** Page extract **
According to further embodiments of the reconfiguration module, the light verification circuit may be configured to verify the operability of any one of the rear direction indicator by determining at least one signal parameter of the rear direction indicator control signal provided at the corresponding rear direction indicator control signal output. In this case, in contrast to the “cold test” checking scheme, the operability of the rear direction indicator lights is checked by determining the voltage and/or current of the rear direction indicator control signal applied to the corresponding rear direction indicator. Thus, this verification scheme may be referred to as the “hot test” as it is executed during use of the respective rear direction indicator as only then a rear direction indicator control signal is applied to it. It goes without saying that the reconfiguration module may be configured to include both verification schemes, i.e. the “cost test” and the “hot test”.

According to further embodiments of the reconfiguration module the check signal generation circuit may be configured to generate the check signal based on any one of the front direction indicator control signals. In other words at least one electrical parameter of the check signal such as voltage, current, impedance, wavelength or any other suitable electrical parameter may be derived from (e.g. may correspond to) the corresponding electrical parameter of the front direction indicator control signal(s). In an exemplary embodiment of the reconfiguration module the check signal generation circuit may be configured to generate the check signal by inverting any one of the front direction indicator control signals.

** Request 1 **
Decide whether each statement agrees with the reconfiguration module text, answering yes or no and quoting the words that settle it: (a) the "hot test" is carried out while the rear direction indicator is in use; (b) the check signal generation circuit may generate the check signal by amplifying a front direction indicator control signal; (c) wavelength is named as a possible electrical parameter of the check signal.
** Request 2 **
Please supply what comes next in the reconfiguration module text, starting after its final sentence.

** Record set **
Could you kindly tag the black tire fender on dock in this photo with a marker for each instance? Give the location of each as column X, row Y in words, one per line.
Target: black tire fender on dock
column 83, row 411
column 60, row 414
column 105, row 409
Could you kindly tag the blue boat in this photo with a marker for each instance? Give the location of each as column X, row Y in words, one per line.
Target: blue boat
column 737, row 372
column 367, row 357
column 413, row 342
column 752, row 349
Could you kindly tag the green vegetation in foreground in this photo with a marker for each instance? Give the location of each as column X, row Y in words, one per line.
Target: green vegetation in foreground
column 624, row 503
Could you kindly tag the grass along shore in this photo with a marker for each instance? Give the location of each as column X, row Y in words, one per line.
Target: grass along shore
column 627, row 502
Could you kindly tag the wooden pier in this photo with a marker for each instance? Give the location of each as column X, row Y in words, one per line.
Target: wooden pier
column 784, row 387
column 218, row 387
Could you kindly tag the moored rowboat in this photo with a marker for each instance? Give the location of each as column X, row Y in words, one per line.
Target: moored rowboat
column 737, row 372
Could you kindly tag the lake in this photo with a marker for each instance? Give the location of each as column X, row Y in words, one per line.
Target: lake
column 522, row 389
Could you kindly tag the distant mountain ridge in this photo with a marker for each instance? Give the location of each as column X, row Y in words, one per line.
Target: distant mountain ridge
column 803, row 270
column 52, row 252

** Exercise result 1 **
(a) Yes: "it is executed during use of the respective rear direction indicator"
(b) No: "by inverting any one of the front direction indicator control signals"
(c) Yes: "voltage, current, impedance, wavelength or any other suitable electrical parameter"

** Exercise result 2 **
In accordance with various further embodiments the present invention also provides a method for reconfiguring lights of a vehicle comprising the following of receiving an original front direction indicator control signal from a body control module of the vehicle; and generating a rear direction indicator control signal based on the received original front blinking light control signal. As already stated, the generated rear direction indicator control signal may correspond to the front direction indicator control signal. The method may be executed by based on the reconfiguration module as described above. Thus, all of the aspects described within the context of the various embodiments of the reconfiguration module apply to the method for reconfiguring lights of a vehicle in an analogous manner and vice versa.

According to further embodiments, the method may further include the steps of verifying the operability of any one of the rear direction indicator lights; and generating a verification signal based on the result of the performed light verification process. The verification signal may indicate whether the rear direction indicator lights are fully operable or if any one of them is out of order.

According to further embodiments, the method may further include the steps of receiving the verification signal; generating a check signal for the body control module based on the received verification signal; and providing the generated check signal to the body control module.

According to further embodiments of the method the step of verifying the operability of the respective rear direction indicator may include providing a verification signal to the rear direction indicator along the same electrical path as the direction indicator control signal; and determining at least one electrical parameter of the verification signal. This aspect of the method relates to the “cold test” described above, wherein a verification signal which may be seen to fulfill the role of a test signal or probe signal is applied to the respective rear direction indicator.

According to further embodiments of the method the step of verifying the operability of the respective rear direction indicator may include determining at least one electrical parameter of the rear blinking light control signal. This aspect of the method relates to the “hot test” described above.

According to further embodiments of the method the check signal may be generated based on the received original front direction indicator control signal. In a preferable embodiment of the method, the check signal may be generated by inverting any one of the front direction indicator control signals, i.e. the right or left front direction indicator control signal.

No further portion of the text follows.